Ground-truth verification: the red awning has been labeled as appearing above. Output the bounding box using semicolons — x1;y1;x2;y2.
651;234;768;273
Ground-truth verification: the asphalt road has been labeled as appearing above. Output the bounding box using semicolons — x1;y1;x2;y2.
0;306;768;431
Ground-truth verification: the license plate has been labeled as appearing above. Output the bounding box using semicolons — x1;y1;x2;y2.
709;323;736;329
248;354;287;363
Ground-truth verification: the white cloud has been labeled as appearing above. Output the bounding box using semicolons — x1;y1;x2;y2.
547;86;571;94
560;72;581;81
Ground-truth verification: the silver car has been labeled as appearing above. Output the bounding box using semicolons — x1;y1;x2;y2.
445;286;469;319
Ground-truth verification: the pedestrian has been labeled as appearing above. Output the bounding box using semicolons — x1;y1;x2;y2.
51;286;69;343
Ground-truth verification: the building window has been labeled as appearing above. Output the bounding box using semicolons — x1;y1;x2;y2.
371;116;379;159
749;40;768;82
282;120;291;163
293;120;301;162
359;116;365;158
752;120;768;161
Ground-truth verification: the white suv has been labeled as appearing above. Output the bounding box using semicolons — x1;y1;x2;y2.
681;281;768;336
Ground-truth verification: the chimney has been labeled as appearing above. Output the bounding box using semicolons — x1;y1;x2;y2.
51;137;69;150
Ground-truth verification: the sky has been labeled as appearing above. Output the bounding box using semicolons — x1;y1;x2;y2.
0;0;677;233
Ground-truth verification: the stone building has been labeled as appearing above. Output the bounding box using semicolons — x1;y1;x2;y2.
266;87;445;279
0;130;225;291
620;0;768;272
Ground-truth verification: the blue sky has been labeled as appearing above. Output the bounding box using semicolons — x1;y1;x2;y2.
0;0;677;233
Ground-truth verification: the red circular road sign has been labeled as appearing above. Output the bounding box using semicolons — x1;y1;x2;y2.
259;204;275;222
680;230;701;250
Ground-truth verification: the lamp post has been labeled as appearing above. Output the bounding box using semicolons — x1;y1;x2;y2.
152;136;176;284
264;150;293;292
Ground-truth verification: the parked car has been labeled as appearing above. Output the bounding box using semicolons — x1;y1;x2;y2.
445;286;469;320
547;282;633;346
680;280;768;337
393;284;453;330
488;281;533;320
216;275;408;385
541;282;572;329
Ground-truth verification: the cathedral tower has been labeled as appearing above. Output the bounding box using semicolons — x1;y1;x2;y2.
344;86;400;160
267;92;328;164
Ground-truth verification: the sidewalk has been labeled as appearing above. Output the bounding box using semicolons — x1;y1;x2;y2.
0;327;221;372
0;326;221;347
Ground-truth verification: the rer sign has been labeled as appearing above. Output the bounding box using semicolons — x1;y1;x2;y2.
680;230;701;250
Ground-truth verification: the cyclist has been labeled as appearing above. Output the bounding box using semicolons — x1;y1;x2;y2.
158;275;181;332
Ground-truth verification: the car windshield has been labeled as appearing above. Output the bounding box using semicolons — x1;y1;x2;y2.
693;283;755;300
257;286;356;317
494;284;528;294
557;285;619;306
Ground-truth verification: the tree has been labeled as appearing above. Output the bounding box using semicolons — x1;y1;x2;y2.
——————
Description of the task: Format the listing above as a Markdown table with two columns, No. and Line. Give each non-blank line its own numbered row and leave out blank lines.

Written response:
| No. | Line |
|---|---|
| 1 | Ground-truth verification: the red awning has been labeled as appearing above. Output the bounding box using semicolons — x1;y1;x2;y2. |
| 2 | 651;234;768;273 |
| 3 | Ground-truth verification: the asphalt road has been labeled as appearing above. Output the bounding box using semicolons — x1;y1;x2;y2. |
| 4 | 0;306;768;431 |
| 5 | Ground-truth verification: the license plate has been labeled as appearing above. Output the bounding box using semicolons — x1;y1;x2;y2. |
| 6 | 709;323;736;329 |
| 7 | 248;354;287;363 |
| 8 | Ground-truth verification: the white cloud has been labeled as appearing above. Output the bounding box using semicolons — x1;y1;x2;y2. |
| 9 | 547;86;571;94 |
| 10 | 560;72;581;81 |
| 11 | Ground-truth verification: the silver car has been labeled as appearing above. Output the bounding box using semicolons — x1;y1;x2;y2. |
| 12 | 445;286;469;319 |
| 13 | Ground-truth verification: the pedestrian has been labeled as appearing above. Output the bounding box using semicolons — x1;y1;x2;y2. |
| 14 | 51;286;69;343 |
| 15 | Ground-truth verification: the building window has been labeled as appearing above. Output the bounding box using semicolons — x1;y1;x2;y2. |
| 16 | 371;116;379;159 |
| 17 | 749;40;768;82 |
| 18 | 282;120;291;163 |
| 19 | 293;120;301;162 |
| 20 | 359;116;365;158 |
| 21 | 752;120;768;161 |
| 22 | Ground-truth verification: the white suv has been labeled as appearing above. Output the bounding box using semicolons — x1;y1;x2;y2. |
| 23 | 681;281;768;336 |
| 24 | Ground-truth verification: the chimney has been labeled as appearing above. Output the bounding box using semicolons — x1;y1;x2;y2. |
| 25 | 51;137;69;150 |
| 26 | Ground-truth verification: the sky has been labeled as appearing above. Output the bounding box using semicolons — x1;y1;x2;y2. |
| 27 | 0;0;677;233 |
| 28 | Ground-truth verification: the stone building has been labeled as appearing above. Output the bounding box using semicolons — x1;y1;x2;y2. |
| 29 | 266;87;445;279 |
| 30 | 0;130;225;291 |
| 31 | 620;0;768;272 |
| 32 | Ground-truth verification: the blue sky has been labeled as appearing above. Output the bounding box using semicolons — x1;y1;x2;y2. |
| 33 | 0;0;677;233 |
| 34 | Ground-truth verification: the red circular road sign has been labeled as appearing above. Output the bounding box using semicolons — x1;y1;x2;y2. |
| 35 | 259;204;275;222 |
| 36 | 680;230;701;250 |
| 37 | Ground-truth verification: the lamp post has been labeled as appearing above. Output the bounding box using semicolons — x1;y1;x2;y2. |
| 38 | 152;136;176;284 |
| 39 | 264;150;293;292 |
| 40 | Ground-truth verification: the parked car has been labeled as appearing above. Output the bounding box using semicolons — x1;y1;x2;y2. |
| 41 | 445;286;469;320 |
| 42 | 547;282;633;346 |
| 43 | 680;280;768;337 |
| 44 | 393;284;453;330 |
| 45 | 488;281;533;320 |
| 46 | 216;275;408;385 |
| 47 | 541;282;572;329 |
| 48 | Ground-truth verification: the cathedral tower has been labeled as appearing above. Output the bounding box using semicolons — x1;y1;x2;y2. |
| 49 | 344;86;400;160 |
| 50 | 267;92;328;164 |
| 51 | Ground-truth verification: the sidewalk has been labeled as appearing above. Output the bounding box using semicolons — x1;y1;x2;y2. |
| 52 | 0;327;221;372 |
| 53 | 0;326;221;347 |
| 54 | Ground-truth verification: the rer sign has been labeled as appearing above. Output the bounding box using semicolons — x1;y1;x2;y2. |
| 55 | 680;230;701;250 |
| 56 | Ground-truth verification: the cyclist has been labeled as appearing above. Output the bounding box using semicolons — x1;y1;x2;y2. |
| 57 | 158;275;181;332 |
| 58 | Ground-truth verification: the car windshield has been labeled as appearing above. Output the bounding box using semicolons — x1;y1;x2;y2. |
| 59 | 693;283;755;300 |
| 60 | 257;286;356;317 |
| 61 | 494;284;528;294 |
| 62 | 557;285;619;306 |
| 63 | Ground-truth verification: the tree has been labeled as appearing above. Output the bounding box using semicolons — x1;y1;x2;y2. |